[Exercise goal] In the material below, find the line containing "The response SHOULD mark one point per instance of the person" and output it and all lines after it exactly, through the last one, without the pictures.
BEGIN
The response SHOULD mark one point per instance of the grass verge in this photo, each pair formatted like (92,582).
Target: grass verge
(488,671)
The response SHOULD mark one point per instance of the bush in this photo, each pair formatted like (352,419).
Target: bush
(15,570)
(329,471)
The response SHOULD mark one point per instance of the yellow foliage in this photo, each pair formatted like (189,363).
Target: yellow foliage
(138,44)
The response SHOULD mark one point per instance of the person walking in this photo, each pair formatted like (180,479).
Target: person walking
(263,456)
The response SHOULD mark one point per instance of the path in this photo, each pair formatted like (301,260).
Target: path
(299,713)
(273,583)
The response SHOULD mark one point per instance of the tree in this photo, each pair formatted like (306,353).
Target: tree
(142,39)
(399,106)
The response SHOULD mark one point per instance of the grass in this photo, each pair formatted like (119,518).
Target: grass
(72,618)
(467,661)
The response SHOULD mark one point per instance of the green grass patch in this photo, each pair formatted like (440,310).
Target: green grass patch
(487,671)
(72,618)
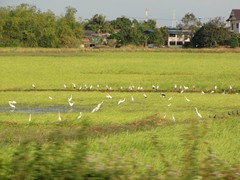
END
[Answer box]
The response SHOULD mark one point per instance of the person walking in this photo, each pair formatted like (180,479).
Target: person walking
(263,456)
The response SHOULD mark one point per instance of the path in this photo, each pair formatted like (301,260).
Target: path
(299,713)
(273,583)
The response SHOULD mark one point per instance of the tree in this photo, each pair formatted like (306,353).
Target: tree
(142,39)
(399,106)
The response SHOULD mark one point per instance of the grass in this photo, each pair formatted like (119,518).
Target: grass
(72,618)
(467,661)
The response SHOULD mark one point per instance of the green grass patch in this photo, each pair formatted like (440,310).
Target: green grass patch
(487,671)
(72,618)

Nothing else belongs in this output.